[TASK OBJECTIVE]
Present the following entries again, word for word and in full.
..............................
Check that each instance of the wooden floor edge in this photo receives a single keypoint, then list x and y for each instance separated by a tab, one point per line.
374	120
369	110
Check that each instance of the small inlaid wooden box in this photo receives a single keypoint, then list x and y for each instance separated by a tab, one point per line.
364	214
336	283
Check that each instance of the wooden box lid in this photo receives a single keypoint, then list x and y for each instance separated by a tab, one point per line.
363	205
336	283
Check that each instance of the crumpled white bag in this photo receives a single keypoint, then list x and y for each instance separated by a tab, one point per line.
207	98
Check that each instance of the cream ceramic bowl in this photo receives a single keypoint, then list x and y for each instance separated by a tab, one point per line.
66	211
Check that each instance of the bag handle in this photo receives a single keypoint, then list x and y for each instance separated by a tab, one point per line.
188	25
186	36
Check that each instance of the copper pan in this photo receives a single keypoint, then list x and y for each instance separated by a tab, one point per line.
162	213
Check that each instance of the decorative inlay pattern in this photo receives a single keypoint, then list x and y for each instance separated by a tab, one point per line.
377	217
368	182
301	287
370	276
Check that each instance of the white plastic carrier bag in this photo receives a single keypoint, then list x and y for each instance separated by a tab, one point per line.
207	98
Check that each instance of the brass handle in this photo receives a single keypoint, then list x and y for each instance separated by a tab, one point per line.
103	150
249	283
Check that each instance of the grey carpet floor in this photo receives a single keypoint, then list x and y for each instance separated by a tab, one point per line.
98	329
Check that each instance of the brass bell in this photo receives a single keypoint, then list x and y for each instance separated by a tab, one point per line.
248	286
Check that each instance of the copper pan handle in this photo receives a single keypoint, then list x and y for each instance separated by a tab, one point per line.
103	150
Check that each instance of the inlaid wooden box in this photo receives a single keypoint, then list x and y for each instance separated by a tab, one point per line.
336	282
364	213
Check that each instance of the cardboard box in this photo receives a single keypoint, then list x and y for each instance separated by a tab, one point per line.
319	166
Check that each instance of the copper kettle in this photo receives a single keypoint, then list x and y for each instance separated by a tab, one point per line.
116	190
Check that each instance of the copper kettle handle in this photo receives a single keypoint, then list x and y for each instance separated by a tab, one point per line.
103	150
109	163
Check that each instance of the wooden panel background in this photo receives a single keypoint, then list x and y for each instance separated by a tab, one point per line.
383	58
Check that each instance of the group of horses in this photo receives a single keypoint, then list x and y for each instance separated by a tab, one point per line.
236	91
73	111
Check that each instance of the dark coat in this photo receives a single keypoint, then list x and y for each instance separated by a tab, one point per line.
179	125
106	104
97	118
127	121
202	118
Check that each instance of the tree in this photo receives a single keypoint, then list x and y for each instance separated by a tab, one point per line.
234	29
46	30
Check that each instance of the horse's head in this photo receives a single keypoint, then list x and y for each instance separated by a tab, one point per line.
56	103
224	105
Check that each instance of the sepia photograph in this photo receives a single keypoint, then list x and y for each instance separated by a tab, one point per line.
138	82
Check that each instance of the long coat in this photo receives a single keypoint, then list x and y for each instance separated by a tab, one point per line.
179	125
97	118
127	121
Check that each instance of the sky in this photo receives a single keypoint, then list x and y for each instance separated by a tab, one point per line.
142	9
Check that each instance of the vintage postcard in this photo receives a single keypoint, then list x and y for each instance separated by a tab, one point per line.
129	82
..............................
[ANSWER BELOW]
Check that each instance of the wooden floor edge in this photo receives a single keypoint, then list x and y for each instance separated by a tab, one point per line.
374	120
369	110
Check that each instance of the small inlaid wooden box in this photo receives a single keypoint, then list x and y for each instance separated by a tab, one point per line.
364	214
336	283
Check that each instance of the wooden box lid in this photo receives a single keypoint, then list x and y for each instance separated by a tab, one point per line.
363	205
336	283
Check that each instance of the crumpled white bag in this photo receives a single keypoint, then list x and y for each instance separated by a tab, one point per line.
207	98
Check that each instance of the cream ceramic bowl in this photo receives a single keypoint, then list x and y for each instance separated by a tab, one point per line.
66	211
Check that each instance of the bag handle in this photo receives a single keypoint, then list x and y for each instance separated by a tab, one point per line.
188	25
186	36
Check that each instance of the copper pan in this photo receives a single keypoint, then list x and y for each instance separated by a tab, one point per line.
162	213
Check that each instance of the decorative inlay pattern in this photo receives a single keypoint, then list x and y for each instance separated by a tab, one point per line.
377	217
368	182
301	287
370	276
Check that each instance of the white plastic carrier bag in this photo receives a single keypoint, then list x and y for each instance separated by a tab, one point per line.
207	98
Check that each instance of the brass handle in this photo receives a single keypoint, then list x and y for each instance separated by a tab, one point per line.
103	150
249	283
Check that each instance of the grey carpet floor in this photo receives a single keypoint, then list x and y for each instance separated by a tab, one point per line.
98	329
Check that each instance of the brass bell in this photo receives a single keypoint, then list x and y for each instance separated by a tab, one point per line.
248	286
Check that each instance of the copper pan handle in this photo receives a single keypoint, then list x and y for each instance separated by a tab, one point per line.
103	150
Check that each instance of the inlaid wooden box in this photo receives a single keypoint, then list x and y for each instance separated by a tab, one point per line.
336	282
364	213
Check that each instance of the cardboard box in this photo receives a single keypoint, then list x and y for each instance separated by a tab, one point per line.
319	166
Check that each instance of the copper kettle in this photo receives a single keypoint, then list x and y for each instance separated by a tab, one point per line.
116	190
Check that each instance of the copper kettle handle in this photo receives a single keypoint, then list x and y for each instance separated by a tab, one point per line.
103	150
109	163
Check that each instance of the wooden panel background in this photo receives a single keypoint, then list x and y for each instance separated by a tab, one point per line.
383	58
Check that each instance of the group of horses in this photo receives a single keypoint, then list x and y for each instance separated by a tab, one point per line.
236	91
73	111
Check that each instance of the dark coat in this photo receives a single keypoint, then list x and y for each instance separated by a tab, one point per line.
179	125
106	104
97	118
127	121
202	118
Check that each instance of the tree in this photo receives a single keypoint, then list x and y for each instance separated by a tab, one point per line.
234	29
46	30
Check that each instance of the horse's head in this photo receives a single keypoint, then list x and y for each instance separated by a tab, one point per line.
56	103
224	105
Check that each instance of the sepia photograph in this photo receives a single keypoint, then list x and y for each instance separated by a tab, one point per line.
138	82
Check that each instance of the long coat in this photo receives a single keypoint, then list x and y for each instance separated by a tab, one point per line.
179	125
97	118
127	121
Check that each instance of the sky in this photo receives a single keypoint, then list x and y for each instance separated by a tab, one point per line.
142	9
Check that each instance of the vintage postcard in this photo receives a single keypoint, then list x and y for each instance separated by a tab, one point per line.
129	82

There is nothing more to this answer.